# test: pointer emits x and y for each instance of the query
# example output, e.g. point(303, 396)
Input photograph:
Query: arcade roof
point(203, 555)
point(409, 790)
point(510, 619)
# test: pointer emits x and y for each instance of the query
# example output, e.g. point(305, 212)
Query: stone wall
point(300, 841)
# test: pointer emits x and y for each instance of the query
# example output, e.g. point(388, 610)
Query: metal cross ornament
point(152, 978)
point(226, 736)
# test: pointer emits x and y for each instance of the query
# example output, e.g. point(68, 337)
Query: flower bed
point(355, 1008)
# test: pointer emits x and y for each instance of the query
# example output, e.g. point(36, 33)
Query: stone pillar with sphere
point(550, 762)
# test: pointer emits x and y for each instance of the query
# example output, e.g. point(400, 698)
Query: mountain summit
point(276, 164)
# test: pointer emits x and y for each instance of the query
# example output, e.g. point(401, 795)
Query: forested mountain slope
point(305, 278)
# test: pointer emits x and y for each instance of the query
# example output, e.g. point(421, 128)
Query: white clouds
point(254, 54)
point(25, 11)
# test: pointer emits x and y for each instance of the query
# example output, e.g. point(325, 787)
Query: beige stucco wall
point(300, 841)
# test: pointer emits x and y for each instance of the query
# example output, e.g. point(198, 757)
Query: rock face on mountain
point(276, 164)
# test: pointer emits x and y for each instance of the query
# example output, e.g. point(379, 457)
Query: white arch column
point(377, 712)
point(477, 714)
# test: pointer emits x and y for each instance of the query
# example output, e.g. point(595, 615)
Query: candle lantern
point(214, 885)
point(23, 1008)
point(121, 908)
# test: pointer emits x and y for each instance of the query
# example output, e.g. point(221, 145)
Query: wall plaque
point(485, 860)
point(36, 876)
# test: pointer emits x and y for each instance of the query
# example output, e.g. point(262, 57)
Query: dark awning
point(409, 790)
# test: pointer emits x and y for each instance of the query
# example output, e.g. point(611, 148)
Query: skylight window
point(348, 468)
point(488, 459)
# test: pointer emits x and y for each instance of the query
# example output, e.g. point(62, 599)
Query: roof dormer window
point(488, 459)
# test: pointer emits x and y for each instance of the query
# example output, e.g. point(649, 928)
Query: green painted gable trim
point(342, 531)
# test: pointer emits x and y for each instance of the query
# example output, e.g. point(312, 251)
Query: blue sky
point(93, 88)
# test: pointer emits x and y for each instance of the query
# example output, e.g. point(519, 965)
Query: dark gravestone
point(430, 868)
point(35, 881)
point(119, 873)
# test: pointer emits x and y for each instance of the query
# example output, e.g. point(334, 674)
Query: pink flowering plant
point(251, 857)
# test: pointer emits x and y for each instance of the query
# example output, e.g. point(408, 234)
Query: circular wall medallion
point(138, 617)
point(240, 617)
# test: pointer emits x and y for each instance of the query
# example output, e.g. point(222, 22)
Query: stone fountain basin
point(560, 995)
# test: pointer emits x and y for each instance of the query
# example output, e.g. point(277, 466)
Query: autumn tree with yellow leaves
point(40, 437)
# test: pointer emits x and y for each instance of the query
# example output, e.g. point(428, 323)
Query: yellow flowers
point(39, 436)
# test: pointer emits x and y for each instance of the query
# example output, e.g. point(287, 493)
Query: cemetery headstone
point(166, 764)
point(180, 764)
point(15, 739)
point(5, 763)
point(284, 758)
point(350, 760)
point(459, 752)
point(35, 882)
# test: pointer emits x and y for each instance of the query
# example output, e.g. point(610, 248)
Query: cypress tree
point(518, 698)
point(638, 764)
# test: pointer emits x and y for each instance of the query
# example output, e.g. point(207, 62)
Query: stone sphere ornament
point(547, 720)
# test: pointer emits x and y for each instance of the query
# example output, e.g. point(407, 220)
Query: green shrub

### Objective:
Write out every one of the entries above again, word for word.

### Exercise response:
# test: pointer emits x and y for each instance of the query
# example output, e.g. point(303, 396)
Input photograph:
Query: arcade roof
point(203, 555)
point(409, 790)
point(510, 619)
# test: pointer emits x and y for each instance of the query
# example output, e.g. point(305, 212)
Query: stone wall
point(300, 841)
# test: pointer emits x and y for each instance of the query
# example output, e.g. point(388, 610)
Query: metal cross ornament
point(152, 978)
point(226, 736)
# test: pointer emits x and y for each instance of the query
# example output, e.g. point(68, 337)
Query: flower bed
point(355, 1008)
# test: pointer emits x and y for each instance of the query
# example output, e.g. point(36, 33)
Query: stone pillar with sphere
point(550, 762)
# test: pointer emits x and y for each instance of the query
# example output, e.g. point(400, 698)
Query: mountain summit
point(276, 164)
# test: pointer emits x and y for each instance of the query
# example output, e.g. point(401, 795)
Query: forested mountain slope
point(305, 278)
# test: pointer emits x and y for each instance of the query
# example output, e.g. point(421, 128)
Query: white clouds
point(254, 54)
point(25, 11)
# test: pointer emits x and y for each instance of the query
# example output, e.g. point(325, 787)
Query: beige stucco wall
point(300, 841)
# test: pointer emits x and y for each instance of the query
# example output, e.g. point(198, 757)
Query: rock face on mountain
point(276, 164)
# test: pointer emits x and y for each instance of the query
# example output, e.g. point(379, 457)
Query: white arch column
point(377, 712)
point(477, 714)
# test: pointer emits x and y for each instance of the query
# example output, e.g. point(595, 615)
Query: candle lantern
point(214, 885)
point(23, 1008)
point(121, 908)
# test: pointer emits x and y for each instance of the query
# example output, e.g. point(221, 145)
Query: wall plaque
point(485, 860)
point(36, 876)
# test: pointer emits x and y for each instance of the query
# example output, e.g. point(262, 57)
Query: dark awning
point(409, 790)
# test: pointer emits x and y for each instance of the query
# example output, e.g. point(611, 148)
Query: skylight window
point(348, 468)
point(488, 459)
# test: pointer emits x and y for each instance of the query
# example output, e.g. point(62, 599)
Query: roof dormer window
point(488, 459)
# test: pointer emits x and y for each instance of the query
# example output, e.g. point(649, 928)
Query: green painted gable trim
point(342, 531)
# test: pointer emits x and y for each instance of the query
# example output, e.g. point(312, 251)
Query: blue sky
point(93, 88)
# test: pointer emits x and y for each instance of the query
# example output, e.g. point(519, 965)
Query: dark gravestone
point(430, 868)
point(35, 881)
point(119, 873)
# test: pointer emits x and y for each instance of the query
# example output, e.g. point(334, 674)
Query: pink flowering plant
point(251, 857)
# test: pointer emits x and y for each instance of the query
# example output, e.g. point(408, 234)
Query: circular wall medallion
point(138, 617)
point(240, 617)
# test: pointer emits x and y for each instance of the query
# example output, e.g. point(222, 22)
Query: stone fountain basin
point(560, 995)
# test: pointer emits x and y for each instance of the query
# example output, e.g. point(277, 466)
Query: autumn tree with yellow leaves
point(40, 437)
# test: pointer emits x and y for each instance of the query
# example output, e.g. point(428, 323)
Query: yellow flowers
point(39, 436)
# test: pointer emits x and y for each instance of the query
# example output, e.g. point(287, 493)
Query: cemetery headstone
point(166, 764)
point(180, 764)
point(15, 739)
point(5, 763)
point(284, 758)
point(350, 760)
point(459, 752)
point(35, 882)
# test: pointer emits x and y for each instance of the query
# example output, e.g. point(610, 248)
Query: cypress tree
point(518, 698)
point(638, 764)
# test: pointer emits x and y for each instance of the query
# example output, e.g. point(207, 62)
Query: stone sphere ornament
point(547, 720)
# test: pointer emits x and y for each instance of the query
# example output, e.g. point(407, 220)
Query: green shrub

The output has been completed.